--- Your task ---
Substitute "place one marker" for "set one pin" everywhere it appears in the records below, and write the records out again with nothing else changed. Omit the pictures.

--- Given data ---
------------------------------------------------

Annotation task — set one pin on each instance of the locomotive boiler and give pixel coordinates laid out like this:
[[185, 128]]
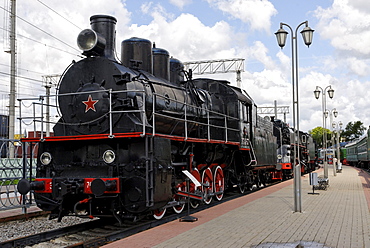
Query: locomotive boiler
[[132, 131]]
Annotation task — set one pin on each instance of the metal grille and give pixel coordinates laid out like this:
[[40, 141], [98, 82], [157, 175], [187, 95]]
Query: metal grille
[[13, 167]]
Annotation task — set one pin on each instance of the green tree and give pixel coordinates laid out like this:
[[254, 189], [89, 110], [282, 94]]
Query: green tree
[[353, 130], [317, 135]]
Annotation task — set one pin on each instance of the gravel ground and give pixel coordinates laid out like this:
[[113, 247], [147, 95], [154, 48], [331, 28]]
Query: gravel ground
[[20, 228]]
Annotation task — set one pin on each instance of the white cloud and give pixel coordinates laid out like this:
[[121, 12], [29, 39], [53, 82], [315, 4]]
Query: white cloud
[[180, 3], [257, 13], [187, 38], [346, 26]]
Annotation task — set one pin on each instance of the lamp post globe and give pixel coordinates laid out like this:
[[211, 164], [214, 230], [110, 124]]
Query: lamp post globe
[[281, 35], [331, 93], [307, 34]]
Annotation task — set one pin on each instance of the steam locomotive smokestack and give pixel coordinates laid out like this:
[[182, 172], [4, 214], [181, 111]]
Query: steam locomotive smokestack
[[106, 26]]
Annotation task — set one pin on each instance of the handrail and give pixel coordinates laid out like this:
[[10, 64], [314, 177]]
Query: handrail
[[208, 114]]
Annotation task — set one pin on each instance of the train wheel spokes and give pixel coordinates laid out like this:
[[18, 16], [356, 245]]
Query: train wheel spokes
[[219, 182], [242, 188], [178, 208], [193, 189], [159, 213], [207, 179]]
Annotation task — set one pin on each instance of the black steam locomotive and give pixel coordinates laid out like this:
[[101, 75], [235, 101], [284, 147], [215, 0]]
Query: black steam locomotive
[[132, 132], [285, 152]]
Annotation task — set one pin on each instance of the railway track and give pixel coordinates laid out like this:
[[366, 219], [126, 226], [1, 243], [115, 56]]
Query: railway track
[[99, 232]]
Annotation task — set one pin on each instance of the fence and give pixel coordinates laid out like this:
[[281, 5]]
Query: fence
[[13, 167]]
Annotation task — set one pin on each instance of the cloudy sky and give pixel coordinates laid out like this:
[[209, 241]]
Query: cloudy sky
[[212, 29]]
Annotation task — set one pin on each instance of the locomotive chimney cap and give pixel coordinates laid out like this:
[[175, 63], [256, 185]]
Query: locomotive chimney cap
[[106, 17]]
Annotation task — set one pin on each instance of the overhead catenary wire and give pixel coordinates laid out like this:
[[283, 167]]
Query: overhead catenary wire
[[43, 31], [59, 15]]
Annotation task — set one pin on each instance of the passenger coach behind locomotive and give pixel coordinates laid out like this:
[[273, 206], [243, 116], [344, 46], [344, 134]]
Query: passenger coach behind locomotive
[[127, 133]]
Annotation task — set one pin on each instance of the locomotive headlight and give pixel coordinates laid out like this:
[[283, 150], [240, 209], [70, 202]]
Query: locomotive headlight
[[91, 42], [45, 158], [109, 156]]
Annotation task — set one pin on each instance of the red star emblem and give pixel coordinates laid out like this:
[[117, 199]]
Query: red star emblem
[[90, 104]]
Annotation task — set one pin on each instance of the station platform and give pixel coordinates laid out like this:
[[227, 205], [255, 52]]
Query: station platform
[[337, 217]]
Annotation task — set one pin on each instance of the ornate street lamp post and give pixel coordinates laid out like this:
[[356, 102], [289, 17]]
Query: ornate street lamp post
[[331, 95], [333, 113], [281, 35]]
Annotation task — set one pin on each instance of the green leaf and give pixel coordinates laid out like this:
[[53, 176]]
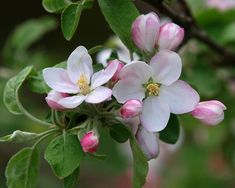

------------------------------------------------

--- Solution for this exercise ---
Annotation task — place one marker on each instance of the locomotive boiler and give pixel coordinates laid out like this:
[[185, 128]]
Query: locomotive boiler
[[132, 131]]
Annotation task — place one marker on each instance of the metal grille and give pixel coordinates laid out like this:
[[40, 141], [98, 82], [157, 175], [187, 95]]
Query: metal grille
[[13, 167]]
Annotation task — place one marker on each instance of the green tree and give pixel coordinates laid out like this:
[[254, 189], [89, 110], [282, 94]]
Query: green tree
[[353, 130], [317, 135]]
Annotation task — place one marker on each instance of the gravel ground and give pixel coordinates laid out like this:
[[113, 247], [147, 95], [154, 48], [331, 28]]
Query: gravel ground
[[20, 228]]
Annotation task — place one marker on each instance of the white cloud and give pixel coordinates laid out like this:
[[121, 12], [29, 39], [53, 82], [315, 4]]
Query: white cloud
[[180, 3], [257, 13], [187, 38], [346, 26]]
Annotation task — place one marker on each instance of the lamp post globe and give pixel coordinates laid out like this:
[[211, 164], [214, 230], [110, 124]]
Query: lamp post globe
[[281, 35], [331, 93], [307, 34]]
Annotation task — place one marker on each instance of the steam locomotive smokestack and give pixel coordinates laid out like this:
[[182, 172], [4, 214], [181, 111]]
Query: steam locomotive smokestack
[[106, 26]]
Annotation task — place one marker on each instance of the handrail and give pixel coordinates laid out like this:
[[10, 64], [314, 177]]
Query: handrail
[[208, 114]]
Annotation task — place one marker on each instance of the train wheel spokes and give pixel coordinates laid out like this:
[[18, 16], [356, 245]]
Query: train wheel spokes
[[219, 182], [242, 188], [178, 208], [193, 189], [159, 213], [207, 179]]
Annotation task — place one marker on each instance of the black steam locomotive and give pixel coordinates laid out like this:
[[101, 75], [235, 101], [284, 147], [215, 0]]
Query: black steam locomotive
[[132, 132], [285, 152]]
Annotation task — place one marker on each instance of the railway track and give pixel coordinates laid out like this:
[[366, 219], [126, 226], [1, 243], [115, 56]]
Query: railway track
[[99, 232]]
Annotation task — place one marker on each instance of the fence and give pixel coordinates laid out like this:
[[281, 5]]
Query: fence
[[13, 167]]
Annotation task — place one marker on each instance of the cloudy sky and give pixel coordinates laid out like this:
[[209, 241]]
Query: cloudy sky
[[212, 29]]
Annotation task — place one marker on each instance of the locomotive chimney cap and give pixel coordinates laid out like this:
[[175, 63], [256, 185]]
Query: locomotive chimney cap
[[106, 17]]
Annotation task — place one marker on each instance of the overhead catenary wire and give pixel coordinates laid out like this:
[[283, 167]]
Query: overhead catenary wire
[[43, 31], [59, 15]]
Annotation task — place one marker on each instance of the passenger coach behind locomotive and give pixel coordinates laid out like this:
[[273, 206], [243, 116], [344, 46], [344, 134]]
Query: passenger coach behind locomotive
[[127, 133]]
Annotation task — place one marker on each instance of the locomotive headlight and give pixel coordinates laid out like this:
[[283, 150], [240, 209], [70, 202]]
Query: locomotive headlight
[[91, 42], [45, 158], [109, 156]]
Annotation task — place one marker on each instance of the red star emblem and give pixel coordinates laid out like this:
[[117, 199]]
Query: red star emblem
[[90, 104]]
Annotation task — place one marker on each instance of the station platform and give pixel coordinates laid out like this:
[[227, 205], [255, 52]]
Query: station platform
[[337, 217]]
Annotation task — place one marker on each instance of the ornate street lamp post and give pixel coordinates laid out like this:
[[356, 102], [289, 17]]
Query: ornate street lamp post
[[331, 95], [333, 113], [281, 35]]
Annotation task — place one marker on each instance of the green leaf and give pixel coordinates laid out like this:
[[53, 176]]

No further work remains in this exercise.